#### [RECORDS PROVIDED]
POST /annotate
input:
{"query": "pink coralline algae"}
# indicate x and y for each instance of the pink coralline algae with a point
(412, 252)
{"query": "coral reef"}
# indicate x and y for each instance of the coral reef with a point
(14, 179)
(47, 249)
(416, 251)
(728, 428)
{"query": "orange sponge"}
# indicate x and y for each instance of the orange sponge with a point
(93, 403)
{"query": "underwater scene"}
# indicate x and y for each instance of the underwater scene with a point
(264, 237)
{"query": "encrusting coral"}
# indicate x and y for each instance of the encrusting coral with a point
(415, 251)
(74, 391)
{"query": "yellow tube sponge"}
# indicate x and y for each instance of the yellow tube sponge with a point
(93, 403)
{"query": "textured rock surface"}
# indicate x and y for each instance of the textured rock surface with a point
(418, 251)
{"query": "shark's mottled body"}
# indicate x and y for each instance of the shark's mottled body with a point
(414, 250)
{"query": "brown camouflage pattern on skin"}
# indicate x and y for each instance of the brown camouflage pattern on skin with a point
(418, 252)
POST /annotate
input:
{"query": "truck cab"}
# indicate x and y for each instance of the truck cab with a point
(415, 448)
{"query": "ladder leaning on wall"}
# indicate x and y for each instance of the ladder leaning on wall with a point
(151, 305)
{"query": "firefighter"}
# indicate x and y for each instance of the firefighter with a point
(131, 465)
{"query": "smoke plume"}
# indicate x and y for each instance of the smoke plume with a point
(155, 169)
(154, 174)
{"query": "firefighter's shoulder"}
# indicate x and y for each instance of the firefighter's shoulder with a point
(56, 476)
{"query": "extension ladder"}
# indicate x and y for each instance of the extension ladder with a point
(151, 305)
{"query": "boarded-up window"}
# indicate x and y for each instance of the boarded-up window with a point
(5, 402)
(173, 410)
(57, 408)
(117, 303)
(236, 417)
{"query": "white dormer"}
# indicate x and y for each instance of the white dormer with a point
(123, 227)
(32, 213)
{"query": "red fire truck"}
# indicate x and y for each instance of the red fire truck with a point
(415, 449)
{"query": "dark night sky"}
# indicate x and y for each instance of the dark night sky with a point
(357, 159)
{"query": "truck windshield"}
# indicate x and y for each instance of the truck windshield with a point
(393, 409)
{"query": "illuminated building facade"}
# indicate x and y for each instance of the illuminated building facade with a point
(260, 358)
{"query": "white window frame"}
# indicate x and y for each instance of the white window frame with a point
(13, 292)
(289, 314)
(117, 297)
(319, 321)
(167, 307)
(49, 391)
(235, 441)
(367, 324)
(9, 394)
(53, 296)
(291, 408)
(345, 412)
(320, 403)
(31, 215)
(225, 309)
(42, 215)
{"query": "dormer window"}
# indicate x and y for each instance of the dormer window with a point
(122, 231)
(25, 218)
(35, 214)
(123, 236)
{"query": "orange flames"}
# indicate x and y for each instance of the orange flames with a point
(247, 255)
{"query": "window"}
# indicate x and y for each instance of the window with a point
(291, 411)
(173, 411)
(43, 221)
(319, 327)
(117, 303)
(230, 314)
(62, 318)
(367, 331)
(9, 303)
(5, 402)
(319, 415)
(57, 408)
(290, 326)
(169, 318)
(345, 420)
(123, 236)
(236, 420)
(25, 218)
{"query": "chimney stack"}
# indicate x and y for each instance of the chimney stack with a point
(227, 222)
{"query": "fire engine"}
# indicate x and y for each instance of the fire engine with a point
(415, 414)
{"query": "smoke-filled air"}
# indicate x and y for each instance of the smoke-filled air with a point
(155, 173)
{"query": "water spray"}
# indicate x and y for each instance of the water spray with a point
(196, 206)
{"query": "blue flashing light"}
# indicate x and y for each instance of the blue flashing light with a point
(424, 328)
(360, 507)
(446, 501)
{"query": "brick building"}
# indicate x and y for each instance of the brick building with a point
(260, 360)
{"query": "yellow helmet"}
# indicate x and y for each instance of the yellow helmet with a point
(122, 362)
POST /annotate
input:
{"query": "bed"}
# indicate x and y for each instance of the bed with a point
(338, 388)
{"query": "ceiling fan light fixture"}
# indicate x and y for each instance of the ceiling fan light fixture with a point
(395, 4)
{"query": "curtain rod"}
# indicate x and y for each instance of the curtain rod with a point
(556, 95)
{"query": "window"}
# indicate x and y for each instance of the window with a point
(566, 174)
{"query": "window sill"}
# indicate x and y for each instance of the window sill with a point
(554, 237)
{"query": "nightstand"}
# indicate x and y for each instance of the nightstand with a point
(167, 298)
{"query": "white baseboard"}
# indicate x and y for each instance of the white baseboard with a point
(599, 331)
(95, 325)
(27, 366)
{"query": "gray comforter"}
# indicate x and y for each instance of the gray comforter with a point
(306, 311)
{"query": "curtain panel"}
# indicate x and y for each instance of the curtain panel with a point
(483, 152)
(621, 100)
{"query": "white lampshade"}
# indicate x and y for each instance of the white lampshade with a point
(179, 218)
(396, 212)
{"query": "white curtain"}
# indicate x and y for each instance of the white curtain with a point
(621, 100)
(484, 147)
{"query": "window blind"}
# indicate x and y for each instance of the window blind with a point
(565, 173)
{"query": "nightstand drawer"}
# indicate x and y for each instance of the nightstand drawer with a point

#### [SHORT PROBLEM]
Output the full listing without altering anything.

#### [OUTPUT OF THE TASK]
POST /annotate
input:
{"query": "pink coralline algae"}
# indicate x and y for each instance of the pink coralline algae with a point
(412, 252)
{"query": "coral reef"}
# indicate x and y for each instance of the coral reef with a point
(14, 179)
(47, 249)
(416, 251)
(728, 428)
{"query": "orange sponge"}
# indicate x and y for each instance of the orange sponge with a point
(93, 403)
{"query": "underwater scene"}
# indicate x and y for each instance of the underwater scene with a point
(264, 237)
{"query": "encrusting coral"}
# indicate x and y for each instance of the encrusting coral with a point
(415, 251)
(74, 391)
{"query": "yellow tube sponge"}
# indicate x and y for each instance of the yellow tube sponge with a point
(93, 403)
{"query": "textured rock surface"}
# indicate x and y for each instance of the textured rock surface with a point
(418, 251)
{"query": "shark's mottled body"}
# indicate x and y for each instance of the shark's mottled body with a point
(414, 250)
{"query": "brown camouflage pattern on skin"}
# indicate x and y for each instance of the brown camouflage pattern on skin with a point
(418, 252)
POST /annotate
input:
{"query": "truck cab"}
# indicate x and y for each instance of the truck cab with a point
(415, 448)
{"query": "ladder leaning on wall"}
# indicate x and y for each instance of the ladder leaning on wall with a point
(151, 305)
{"query": "firefighter"}
# indicate x and y for each instance of the firefighter with a point
(131, 465)
{"query": "smoke plume"}
# indicate x and y for each instance of the smoke plume with a point
(155, 169)
(154, 174)
{"query": "firefighter's shoulder"}
# indicate x and y for each instance of the firefighter's shoulder with a point
(56, 476)
{"query": "extension ladder"}
# indicate x and y for each instance of the extension ladder with a point
(151, 305)
{"query": "boarded-up window"}
# indicate x and y for each instance of the boarded-up window with a point
(5, 402)
(173, 410)
(57, 408)
(117, 303)
(236, 417)
{"query": "white dormer"}
# indicate x and y for each instance of the white dormer with a point
(123, 227)
(32, 213)
{"query": "red fire truck"}
# indicate x and y for each instance of the red fire truck with a point
(415, 449)
{"query": "dark night sky"}
# indicate x and y for each instance of the dark night sky with a point
(357, 159)
{"query": "truck windshield"}
# indicate x and y for each instance of the truck windshield with a point
(393, 409)
{"query": "illuminated building facade"}
# indicate x and y for each instance of the illuminated building facade with a point
(260, 358)
{"query": "white window frame"}
# indicate x and y for each instance of the white window frame with a point
(13, 292)
(289, 314)
(117, 297)
(319, 321)
(167, 307)
(49, 391)
(235, 441)
(367, 324)
(9, 394)
(53, 296)
(291, 408)
(345, 412)
(320, 403)
(31, 215)
(225, 309)
(42, 215)
{"query": "dormer window"}
# indicate x and y for each instance of the dormer window with a point
(122, 231)
(25, 218)
(35, 214)
(123, 236)
{"query": "orange flames"}
# indicate x and y for each instance of the orange flames with a point
(247, 255)
{"query": "window"}
# indicate x and y for each instance of the window with a point
(291, 411)
(173, 411)
(43, 221)
(319, 327)
(117, 303)
(230, 314)
(62, 318)
(367, 331)
(9, 303)
(5, 402)
(319, 415)
(57, 408)
(290, 326)
(169, 318)
(345, 420)
(123, 236)
(236, 420)
(25, 218)
{"query": "chimney stack"}
# indicate x and y for each instance of the chimney stack with a point
(227, 222)
{"query": "fire engine"}
# indicate x and y for each instance of the fire engine with a point
(415, 414)
{"query": "smoke-filled air"}
# indicate x and y for each instance of the smoke-filled air with a point
(155, 173)
{"query": "water spray"}
# indicate x and y for each instance of the water spray with a point
(196, 206)
{"query": "blue flashing light"}
# indicate x and y for each instance of the blue flashing light with a point
(424, 328)
(360, 507)
(446, 501)
{"query": "brick building"}
# indicate x and y for each instance of the brick building with a point
(260, 360)
{"query": "yellow helmet"}
# indicate x and y for each instance of the yellow helmet with a point
(122, 362)
POST /annotate
input:
{"query": "bed"}
# indicate x and y for each instance of the bed with a point
(338, 388)
{"query": "ceiling fan light fixture"}
# indicate x and y for each instance of the ceiling fan light fixture with a point
(395, 4)
{"query": "curtain rod"}
# indicate x and y for each instance of the curtain rod with a point
(556, 95)
{"query": "window"}
# indicate x and y for each instance of the window with a point
(566, 174)
{"query": "window sill"}
# indicate x and y for each instance of the window sill with a point
(554, 237)
{"query": "nightstand"}
# indicate x and y for each instance of the nightstand with a point
(167, 298)
{"query": "white baseboard"}
# indicate x and y for each instance of the white baseboard with a point
(599, 331)
(95, 325)
(27, 366)
{"query": "gray comforter"}
# indicate x and y for each instance of the gray comforter with a point
(306, 311)
{"query": "curtain panel"}
# indicate x and y for each instance of the curtain panel with a point
(483, 152)
(621, 100)
{"query": "white lampshade"}
# indicate x and y for each instance of the white lampshade with a point
(179, 218)
(396, 212)
{"query": "white curtain"}
# indicate x and y for each instance of the white curtain with a point
(621, 100)
(484, 147)
{"query": "window blind"}
# indicate x and y for each instance of the window blind with a point
(565, 173)
{"query": "nightstand drawer"}
# indicate x and y for each instance of the nightstand drawer with a point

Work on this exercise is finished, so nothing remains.